_Exercise inputs_.
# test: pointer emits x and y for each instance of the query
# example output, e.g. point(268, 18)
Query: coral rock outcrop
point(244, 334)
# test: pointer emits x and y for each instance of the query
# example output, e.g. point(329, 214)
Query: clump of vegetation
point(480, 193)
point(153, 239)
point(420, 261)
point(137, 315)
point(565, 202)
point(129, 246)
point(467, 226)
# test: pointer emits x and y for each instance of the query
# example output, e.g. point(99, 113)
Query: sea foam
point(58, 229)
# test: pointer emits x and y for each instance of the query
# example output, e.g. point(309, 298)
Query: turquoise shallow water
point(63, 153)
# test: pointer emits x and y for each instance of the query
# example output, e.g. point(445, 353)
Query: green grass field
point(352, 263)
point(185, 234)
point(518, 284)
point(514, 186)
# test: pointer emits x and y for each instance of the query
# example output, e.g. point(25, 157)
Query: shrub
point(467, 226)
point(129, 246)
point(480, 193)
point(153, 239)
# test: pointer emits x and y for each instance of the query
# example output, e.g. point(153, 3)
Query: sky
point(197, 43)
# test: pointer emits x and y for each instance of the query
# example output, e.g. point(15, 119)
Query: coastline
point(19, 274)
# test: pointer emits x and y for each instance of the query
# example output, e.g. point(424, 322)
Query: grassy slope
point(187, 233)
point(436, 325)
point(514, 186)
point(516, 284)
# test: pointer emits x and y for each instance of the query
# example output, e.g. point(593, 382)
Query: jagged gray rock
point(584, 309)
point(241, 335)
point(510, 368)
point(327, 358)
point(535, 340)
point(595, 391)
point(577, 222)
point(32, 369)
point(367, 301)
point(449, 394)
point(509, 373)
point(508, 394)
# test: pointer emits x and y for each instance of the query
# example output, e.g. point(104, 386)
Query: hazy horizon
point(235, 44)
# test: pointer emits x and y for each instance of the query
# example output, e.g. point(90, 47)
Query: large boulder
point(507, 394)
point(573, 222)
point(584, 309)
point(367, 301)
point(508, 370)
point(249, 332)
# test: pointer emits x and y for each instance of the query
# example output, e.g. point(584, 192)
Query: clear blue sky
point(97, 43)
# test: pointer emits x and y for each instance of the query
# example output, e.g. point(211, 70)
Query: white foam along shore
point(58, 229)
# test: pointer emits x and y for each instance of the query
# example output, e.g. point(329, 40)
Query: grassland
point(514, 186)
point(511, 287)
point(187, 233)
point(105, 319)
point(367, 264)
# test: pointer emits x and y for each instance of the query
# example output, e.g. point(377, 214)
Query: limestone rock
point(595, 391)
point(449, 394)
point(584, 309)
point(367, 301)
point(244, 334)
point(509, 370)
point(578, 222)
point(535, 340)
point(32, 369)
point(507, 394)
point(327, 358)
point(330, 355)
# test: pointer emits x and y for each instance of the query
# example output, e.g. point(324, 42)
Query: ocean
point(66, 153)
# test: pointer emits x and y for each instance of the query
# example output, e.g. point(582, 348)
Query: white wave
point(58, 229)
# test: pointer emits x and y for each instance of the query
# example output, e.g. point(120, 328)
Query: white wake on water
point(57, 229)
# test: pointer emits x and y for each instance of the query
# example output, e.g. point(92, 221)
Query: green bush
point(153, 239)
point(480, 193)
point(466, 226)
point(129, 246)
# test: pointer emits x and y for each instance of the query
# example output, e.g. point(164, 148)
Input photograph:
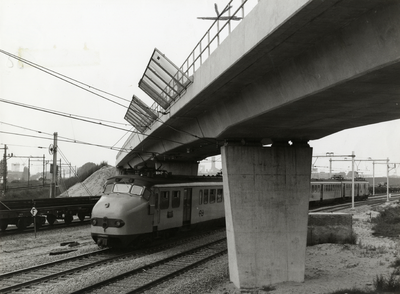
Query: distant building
point(15, 167)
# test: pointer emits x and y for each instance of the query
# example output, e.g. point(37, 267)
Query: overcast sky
point(107, 45)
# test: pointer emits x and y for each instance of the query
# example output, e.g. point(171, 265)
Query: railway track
point(33, 278)
point(153, 274)
point(373, 201)
point(13, 230)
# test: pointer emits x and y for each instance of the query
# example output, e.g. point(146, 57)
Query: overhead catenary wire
point(76, 173)
point(84, 120)
point(73, 81)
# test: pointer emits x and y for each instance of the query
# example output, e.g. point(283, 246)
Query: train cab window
point(176, 199)
point(122, 188)
point(164, 200)
point(205, 198)
point(108, 189)
point(146, 194)
point(200, 196)
point(137, 190)
point(212, 195)
point(219, 195)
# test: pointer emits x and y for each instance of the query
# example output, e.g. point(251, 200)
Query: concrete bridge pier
point(266, 203)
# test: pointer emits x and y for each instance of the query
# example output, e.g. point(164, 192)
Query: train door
point(187, 206)
point(156, 220)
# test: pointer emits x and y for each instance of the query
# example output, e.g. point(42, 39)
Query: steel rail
point(146, 268)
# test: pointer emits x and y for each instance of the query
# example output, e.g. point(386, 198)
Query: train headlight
point(119, 223)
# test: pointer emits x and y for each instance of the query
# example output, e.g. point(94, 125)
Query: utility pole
point(5, 170)
point(53, 150)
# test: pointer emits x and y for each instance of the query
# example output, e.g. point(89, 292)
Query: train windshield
point(121, 188)
point(137, 190)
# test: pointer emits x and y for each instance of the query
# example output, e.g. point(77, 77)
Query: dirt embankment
point(93, 185)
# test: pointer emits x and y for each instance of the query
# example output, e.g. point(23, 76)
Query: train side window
point(200, 196)
point(176, 199)
point(108, 189)
point(205, 196)
point(164, 201)
point(220, 195)
point(212, 195)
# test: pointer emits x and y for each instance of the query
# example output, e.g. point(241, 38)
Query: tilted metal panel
point(162, 80)
point(139, 115)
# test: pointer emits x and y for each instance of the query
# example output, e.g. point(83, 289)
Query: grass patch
point(382, 284)
point(387, 224)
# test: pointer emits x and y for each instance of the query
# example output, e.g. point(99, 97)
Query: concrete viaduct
point(290, 72)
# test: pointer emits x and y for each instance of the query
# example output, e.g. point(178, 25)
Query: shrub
point(387, 224)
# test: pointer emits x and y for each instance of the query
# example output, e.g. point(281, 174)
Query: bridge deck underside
point(335, 65)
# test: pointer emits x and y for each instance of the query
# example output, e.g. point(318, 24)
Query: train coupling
point(102, 242)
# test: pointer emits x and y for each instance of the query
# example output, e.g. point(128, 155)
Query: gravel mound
point(93, 185)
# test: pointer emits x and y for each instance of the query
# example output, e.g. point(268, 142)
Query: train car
point(338, 189)
point(133, 206)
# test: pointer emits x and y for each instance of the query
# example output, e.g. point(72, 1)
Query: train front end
point(121, 215)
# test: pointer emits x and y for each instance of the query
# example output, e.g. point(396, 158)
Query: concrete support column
point(266, 194)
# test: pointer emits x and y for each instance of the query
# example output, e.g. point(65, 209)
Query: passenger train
point(133, 206)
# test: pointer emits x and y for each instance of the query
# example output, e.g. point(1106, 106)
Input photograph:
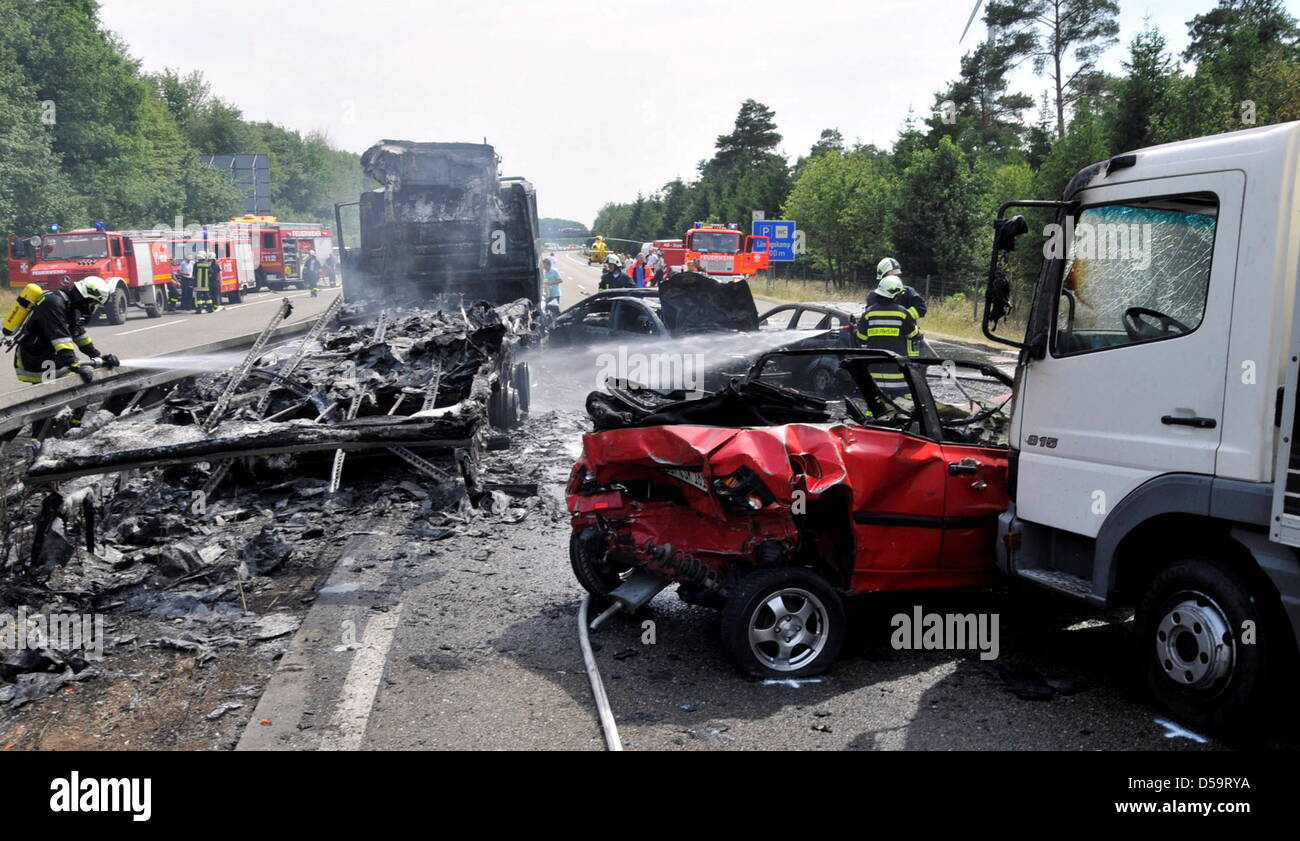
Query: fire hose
point(602, 701)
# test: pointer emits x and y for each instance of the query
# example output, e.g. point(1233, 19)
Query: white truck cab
point(1152, 437)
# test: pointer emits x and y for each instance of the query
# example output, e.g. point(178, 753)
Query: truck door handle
point(1199, 423)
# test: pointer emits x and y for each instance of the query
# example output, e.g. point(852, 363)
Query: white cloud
point(593, 102)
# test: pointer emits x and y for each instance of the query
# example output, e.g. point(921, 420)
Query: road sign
point(781, 235)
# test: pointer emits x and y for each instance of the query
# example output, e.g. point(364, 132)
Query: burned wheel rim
point(1194, 644)
point(788, 629)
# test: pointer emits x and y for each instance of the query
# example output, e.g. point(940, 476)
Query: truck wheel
point(597, 579)
point(1194, 654)
point(783, 623)
point(503, 406)
point(115, 308)
point(154, 308)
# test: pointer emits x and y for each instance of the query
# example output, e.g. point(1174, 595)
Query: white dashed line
point(165, 324)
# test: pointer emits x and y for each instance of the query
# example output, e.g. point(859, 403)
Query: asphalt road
point(143, 337)
point(469, 641)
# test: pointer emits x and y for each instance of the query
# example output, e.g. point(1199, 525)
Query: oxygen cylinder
point(27, 299)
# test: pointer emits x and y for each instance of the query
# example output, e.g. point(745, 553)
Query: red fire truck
point(138, 267)
point(723, 251)
point(282, 246)
point(137, 264)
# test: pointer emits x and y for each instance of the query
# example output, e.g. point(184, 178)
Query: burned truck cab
point(442, 228)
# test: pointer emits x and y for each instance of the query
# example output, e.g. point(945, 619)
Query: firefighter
point(615, 278)
point(909, 298)
point(312, 273)
point(207, 282)
point(48, 339)
point(185, 276)
point(888, 324)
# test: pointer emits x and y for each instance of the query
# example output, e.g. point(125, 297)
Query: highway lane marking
point(167, 324)
point(362, 684)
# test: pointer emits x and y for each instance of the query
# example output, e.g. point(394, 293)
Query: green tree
point(33, 189)
point(976, 111)
point(1056, 33)
point(844, 203)
point(1086, 143)
point(936, 222)
point(1140, 95)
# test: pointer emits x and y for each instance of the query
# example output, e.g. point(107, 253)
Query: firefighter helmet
point(94, 289)
point(889, 286)
point(885, 267)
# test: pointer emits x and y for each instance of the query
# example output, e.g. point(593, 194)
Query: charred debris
point(174, 519)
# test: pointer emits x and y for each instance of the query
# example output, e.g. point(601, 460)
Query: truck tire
point(154, 307)
point(1194, 655)
point(115, 308)
point(783, 623)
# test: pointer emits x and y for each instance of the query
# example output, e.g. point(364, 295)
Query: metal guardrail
point(48, 398)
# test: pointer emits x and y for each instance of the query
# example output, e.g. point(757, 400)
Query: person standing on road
point(655, 264)
point(553, 278)
point(207, 282)
point(47, 342)
point(640, 274)
point(889, 325)
point(616, 278)
point(185, 274)
point(909, 298)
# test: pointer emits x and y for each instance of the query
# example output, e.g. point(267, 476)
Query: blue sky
point(593, 102)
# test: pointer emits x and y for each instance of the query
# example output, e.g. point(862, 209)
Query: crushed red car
point(774, 504)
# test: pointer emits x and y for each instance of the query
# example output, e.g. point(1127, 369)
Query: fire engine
point(137, 265)
point(282, 246)
point(720, 254)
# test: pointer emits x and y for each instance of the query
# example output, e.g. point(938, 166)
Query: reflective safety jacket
point(207, 276)
point(888, 326)
point(909, 298)
point(50, 339)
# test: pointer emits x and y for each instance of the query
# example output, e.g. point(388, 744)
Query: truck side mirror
point(1008, 230)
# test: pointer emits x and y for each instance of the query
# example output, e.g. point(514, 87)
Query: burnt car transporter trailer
point(443, 230)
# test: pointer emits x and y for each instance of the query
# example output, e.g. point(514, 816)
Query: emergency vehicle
point(723, 251)
point(233, 247)
point(135, 265)
point(281, 247)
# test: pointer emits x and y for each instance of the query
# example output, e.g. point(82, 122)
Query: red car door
point(975, 480)
point(898, 485)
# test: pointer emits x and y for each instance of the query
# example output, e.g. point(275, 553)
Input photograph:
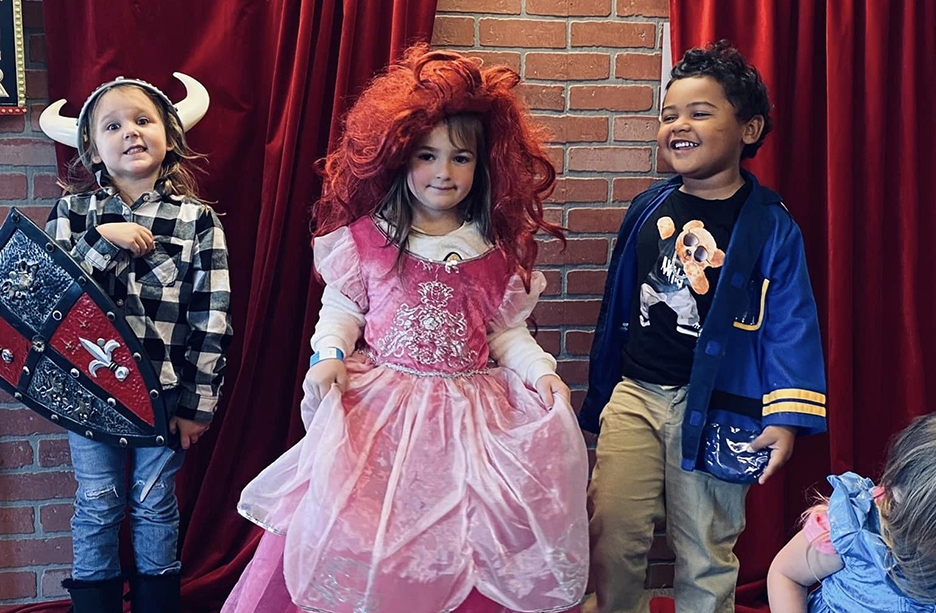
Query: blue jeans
point(102, 499)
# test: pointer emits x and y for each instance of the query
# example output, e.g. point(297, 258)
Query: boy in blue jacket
point(708, 323)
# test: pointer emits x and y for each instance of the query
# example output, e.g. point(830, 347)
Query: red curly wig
point(403, 104)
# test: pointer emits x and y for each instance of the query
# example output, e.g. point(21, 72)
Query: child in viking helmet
point(137, 226)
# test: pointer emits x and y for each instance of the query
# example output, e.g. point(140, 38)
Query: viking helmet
point(76, 132)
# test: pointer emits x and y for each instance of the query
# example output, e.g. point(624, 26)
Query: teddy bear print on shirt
point(679, 269)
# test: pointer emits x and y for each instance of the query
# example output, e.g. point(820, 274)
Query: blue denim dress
point(864, 584)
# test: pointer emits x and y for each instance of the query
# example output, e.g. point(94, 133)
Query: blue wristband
point(329, 353)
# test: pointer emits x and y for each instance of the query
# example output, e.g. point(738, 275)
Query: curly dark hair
point(743, 86)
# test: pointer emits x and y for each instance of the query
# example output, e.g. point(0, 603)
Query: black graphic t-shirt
point(680, 252)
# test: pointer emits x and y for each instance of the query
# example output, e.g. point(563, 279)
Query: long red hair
point(403, 104)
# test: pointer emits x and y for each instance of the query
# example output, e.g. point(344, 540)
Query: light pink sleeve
point(337, 261)
point(816, 530)
point(517, 304)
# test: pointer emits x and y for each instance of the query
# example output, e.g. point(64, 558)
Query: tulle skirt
point(422, 494)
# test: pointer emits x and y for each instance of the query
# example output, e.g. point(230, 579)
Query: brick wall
point(36, 484)
point(591, 72)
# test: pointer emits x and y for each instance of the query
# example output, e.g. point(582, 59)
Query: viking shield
point(66, 351)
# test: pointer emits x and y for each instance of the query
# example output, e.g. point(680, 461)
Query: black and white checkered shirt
point(176, 299)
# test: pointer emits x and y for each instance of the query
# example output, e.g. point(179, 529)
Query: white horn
point(195, 104)
point(58, 127)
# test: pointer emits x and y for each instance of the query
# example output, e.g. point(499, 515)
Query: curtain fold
point(280, 74)
point(849, 80)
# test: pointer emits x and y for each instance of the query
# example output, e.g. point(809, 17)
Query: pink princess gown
point(433, 483)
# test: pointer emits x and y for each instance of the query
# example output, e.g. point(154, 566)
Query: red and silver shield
point(66, 351)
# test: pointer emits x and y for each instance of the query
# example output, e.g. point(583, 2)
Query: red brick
point(522, 33)
point(541, 97)
point(37, 84)
point(549, 340)
point(577, 251)
point(511, 59)
point(12, 124)
point(625, 188)
point(552, 215)
point(17, 520)
point(36, 486)
point(32, 15)
point(52, 582)
point(556, 156)
point(585, 282)
point(46, 186)
point(663, 166)
point(575, 129)
point(610, 159)
point(612, 34)
point(34, 111)
point(638, 66)
point(569, 189)
point(553, 282)
point(507, 7)
point(611, 97)
point(54, 452)
point(636, 128)
point(27, 152)
point(22, 422)
point(56, 517)
point(595, 219)
point(15, 454)
point(19, 584)
point(578, 342)
point(37, 51)
point(13, 186)
point(573, 372)
point(457, 31)
point(646, 8)
point(569, 8)
point(568, 66)
point(35, 552)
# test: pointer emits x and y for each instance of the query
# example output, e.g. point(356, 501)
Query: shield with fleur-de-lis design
point(66, 351)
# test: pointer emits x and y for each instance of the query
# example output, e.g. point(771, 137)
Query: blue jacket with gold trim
point(758, 360)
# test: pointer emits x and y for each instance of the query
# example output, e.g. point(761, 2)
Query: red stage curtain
point(280, 74)
point(852, 156)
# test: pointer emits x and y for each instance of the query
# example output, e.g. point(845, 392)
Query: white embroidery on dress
point(429, 333)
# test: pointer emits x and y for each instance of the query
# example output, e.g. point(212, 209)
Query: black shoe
point(96, 596)
point(155, 593)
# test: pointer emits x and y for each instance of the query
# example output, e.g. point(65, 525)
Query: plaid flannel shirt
point(175, 299)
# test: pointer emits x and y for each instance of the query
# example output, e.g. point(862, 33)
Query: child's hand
point(779, 439)
point(189, 431)
point(128, 235)
point(322, 374)
point(550, 386)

_Task details_. Locate each line in the rows above that contains the string "firefighter", with case counting, and copy those lines.

_Complete output_.
Query: firefighter
Query: firefighter helmet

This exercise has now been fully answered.